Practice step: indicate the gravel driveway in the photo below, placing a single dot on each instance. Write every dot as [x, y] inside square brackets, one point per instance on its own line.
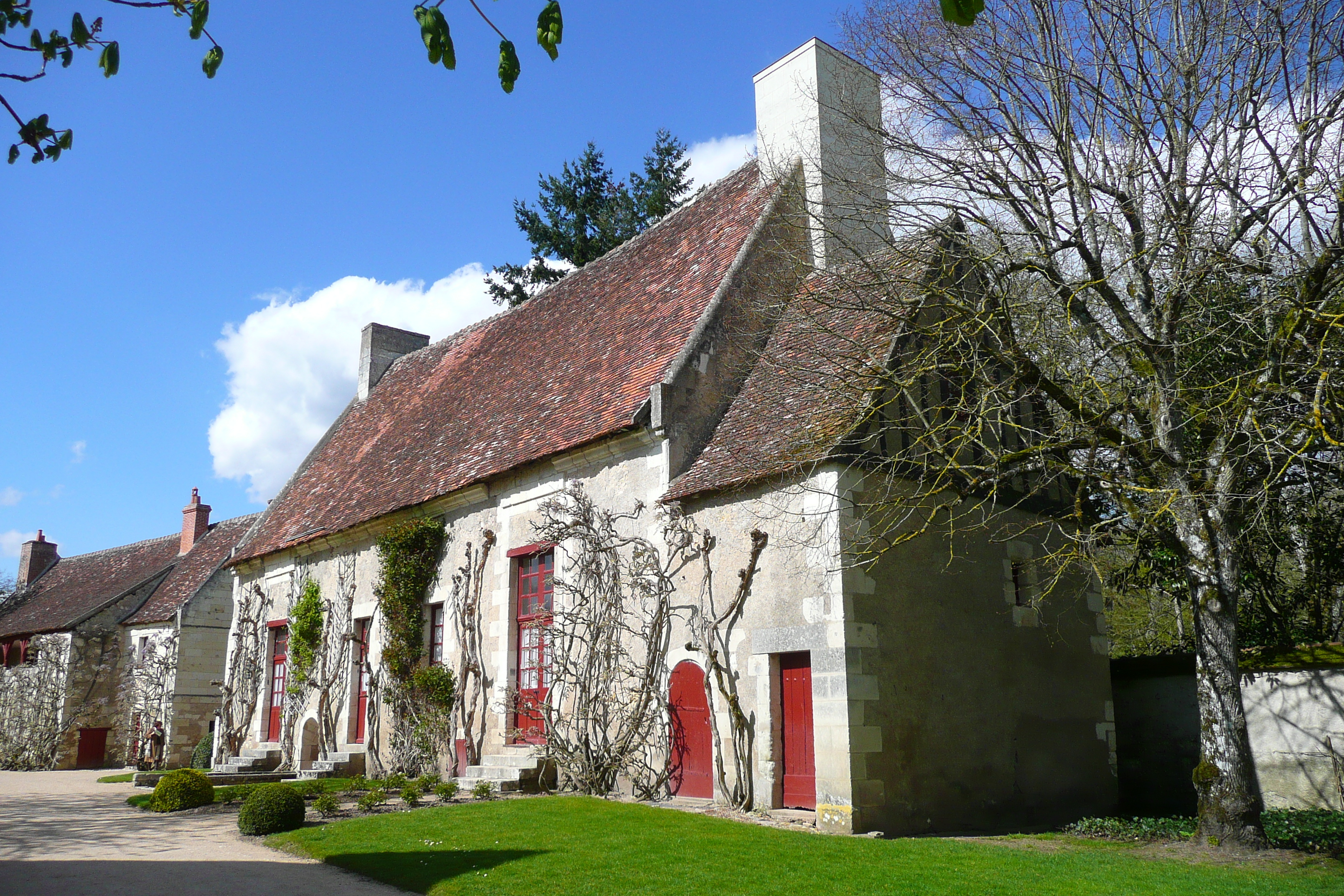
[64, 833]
...
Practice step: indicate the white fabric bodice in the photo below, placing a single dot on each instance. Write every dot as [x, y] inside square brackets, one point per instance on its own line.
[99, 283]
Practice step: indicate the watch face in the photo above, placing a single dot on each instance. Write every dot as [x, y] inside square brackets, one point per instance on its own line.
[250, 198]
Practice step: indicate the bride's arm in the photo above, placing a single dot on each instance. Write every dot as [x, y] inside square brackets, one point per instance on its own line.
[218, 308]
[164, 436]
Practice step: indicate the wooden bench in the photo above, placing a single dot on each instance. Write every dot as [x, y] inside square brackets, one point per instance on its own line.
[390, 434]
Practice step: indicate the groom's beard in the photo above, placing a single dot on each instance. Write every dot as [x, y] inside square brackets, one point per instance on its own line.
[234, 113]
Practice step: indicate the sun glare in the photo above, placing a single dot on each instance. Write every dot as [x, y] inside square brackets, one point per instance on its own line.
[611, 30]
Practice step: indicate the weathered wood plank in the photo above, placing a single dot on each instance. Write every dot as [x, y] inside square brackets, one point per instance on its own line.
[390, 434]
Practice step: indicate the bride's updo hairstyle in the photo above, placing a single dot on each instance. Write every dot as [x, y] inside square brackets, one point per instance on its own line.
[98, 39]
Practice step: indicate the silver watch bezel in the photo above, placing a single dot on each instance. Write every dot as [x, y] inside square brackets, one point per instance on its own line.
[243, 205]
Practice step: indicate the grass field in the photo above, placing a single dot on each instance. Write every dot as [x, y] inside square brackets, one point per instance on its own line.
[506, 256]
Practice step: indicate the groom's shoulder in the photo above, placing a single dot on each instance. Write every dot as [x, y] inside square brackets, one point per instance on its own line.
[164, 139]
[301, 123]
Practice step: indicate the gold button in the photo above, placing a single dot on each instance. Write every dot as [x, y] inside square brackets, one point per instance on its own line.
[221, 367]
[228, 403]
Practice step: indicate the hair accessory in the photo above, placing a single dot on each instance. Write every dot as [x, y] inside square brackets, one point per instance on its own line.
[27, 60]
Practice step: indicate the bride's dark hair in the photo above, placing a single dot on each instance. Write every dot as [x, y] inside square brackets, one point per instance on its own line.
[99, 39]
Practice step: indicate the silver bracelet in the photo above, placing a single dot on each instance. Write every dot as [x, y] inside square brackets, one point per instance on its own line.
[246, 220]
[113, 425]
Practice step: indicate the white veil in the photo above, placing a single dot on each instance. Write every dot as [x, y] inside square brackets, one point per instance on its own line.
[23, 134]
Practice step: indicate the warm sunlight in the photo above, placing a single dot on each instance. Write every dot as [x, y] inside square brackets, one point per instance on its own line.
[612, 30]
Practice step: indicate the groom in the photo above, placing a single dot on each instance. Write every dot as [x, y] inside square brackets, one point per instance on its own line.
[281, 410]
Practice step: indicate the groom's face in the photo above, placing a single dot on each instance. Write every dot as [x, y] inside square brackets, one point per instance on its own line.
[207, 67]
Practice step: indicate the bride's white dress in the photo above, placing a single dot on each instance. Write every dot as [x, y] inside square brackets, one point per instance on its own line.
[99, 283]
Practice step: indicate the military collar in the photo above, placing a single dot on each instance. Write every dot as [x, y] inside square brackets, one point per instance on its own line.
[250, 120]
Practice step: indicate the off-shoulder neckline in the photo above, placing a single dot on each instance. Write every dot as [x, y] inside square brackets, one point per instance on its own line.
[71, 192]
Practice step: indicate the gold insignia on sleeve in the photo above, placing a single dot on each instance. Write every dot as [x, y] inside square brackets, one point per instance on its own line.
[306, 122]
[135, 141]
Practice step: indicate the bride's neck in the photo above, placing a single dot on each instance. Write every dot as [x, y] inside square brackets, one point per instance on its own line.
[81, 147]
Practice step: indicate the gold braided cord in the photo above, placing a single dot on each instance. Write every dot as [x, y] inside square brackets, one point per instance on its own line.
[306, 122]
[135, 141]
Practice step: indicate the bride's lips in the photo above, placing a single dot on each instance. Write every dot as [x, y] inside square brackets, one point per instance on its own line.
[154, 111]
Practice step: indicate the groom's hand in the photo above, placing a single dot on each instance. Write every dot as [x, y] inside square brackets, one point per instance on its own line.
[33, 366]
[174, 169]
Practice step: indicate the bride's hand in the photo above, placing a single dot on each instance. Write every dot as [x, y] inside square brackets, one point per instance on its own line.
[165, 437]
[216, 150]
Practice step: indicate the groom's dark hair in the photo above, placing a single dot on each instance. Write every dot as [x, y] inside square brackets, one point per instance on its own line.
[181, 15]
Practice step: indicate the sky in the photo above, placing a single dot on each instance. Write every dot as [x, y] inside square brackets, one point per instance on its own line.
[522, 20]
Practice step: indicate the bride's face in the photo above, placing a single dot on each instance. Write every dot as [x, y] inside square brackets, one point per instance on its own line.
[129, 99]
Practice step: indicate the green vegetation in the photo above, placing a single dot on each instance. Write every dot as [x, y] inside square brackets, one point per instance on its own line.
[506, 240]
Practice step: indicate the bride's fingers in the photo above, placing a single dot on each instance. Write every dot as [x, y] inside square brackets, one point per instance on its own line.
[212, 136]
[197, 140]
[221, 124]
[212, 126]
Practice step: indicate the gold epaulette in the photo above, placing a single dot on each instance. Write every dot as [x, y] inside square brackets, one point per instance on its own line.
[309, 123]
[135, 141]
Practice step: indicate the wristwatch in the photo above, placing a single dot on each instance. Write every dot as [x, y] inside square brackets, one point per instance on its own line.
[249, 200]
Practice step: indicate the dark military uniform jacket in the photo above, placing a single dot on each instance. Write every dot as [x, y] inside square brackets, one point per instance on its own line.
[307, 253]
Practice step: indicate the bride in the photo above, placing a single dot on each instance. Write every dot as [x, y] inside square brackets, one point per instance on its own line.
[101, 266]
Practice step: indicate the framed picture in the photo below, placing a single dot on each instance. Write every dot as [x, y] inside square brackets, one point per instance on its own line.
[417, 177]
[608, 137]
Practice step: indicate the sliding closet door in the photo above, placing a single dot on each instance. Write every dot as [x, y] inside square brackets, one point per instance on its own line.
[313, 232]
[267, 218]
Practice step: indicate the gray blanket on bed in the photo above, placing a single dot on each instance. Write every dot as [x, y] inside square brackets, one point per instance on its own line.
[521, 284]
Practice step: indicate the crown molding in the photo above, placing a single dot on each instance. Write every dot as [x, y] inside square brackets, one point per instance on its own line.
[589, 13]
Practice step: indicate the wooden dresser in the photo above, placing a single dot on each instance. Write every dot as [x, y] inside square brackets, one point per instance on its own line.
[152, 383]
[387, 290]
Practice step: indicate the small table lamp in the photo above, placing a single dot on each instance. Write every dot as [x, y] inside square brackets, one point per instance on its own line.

◆ Work required
Locate every line in the records above that contains the word "silver", and copy each of those lines.

◆ Task answer
Practice step: indicate the silver watch bezel in the photo above, placing a single dot on each instance. Write every dot as [x, y] inside square brackets, one point per instance on its own line.
Practice step: indicate the silver bracelet in the photo above, placing a single dot on each instance. Write every dot as [x, y] inside square brackets, one point per instance on its own line.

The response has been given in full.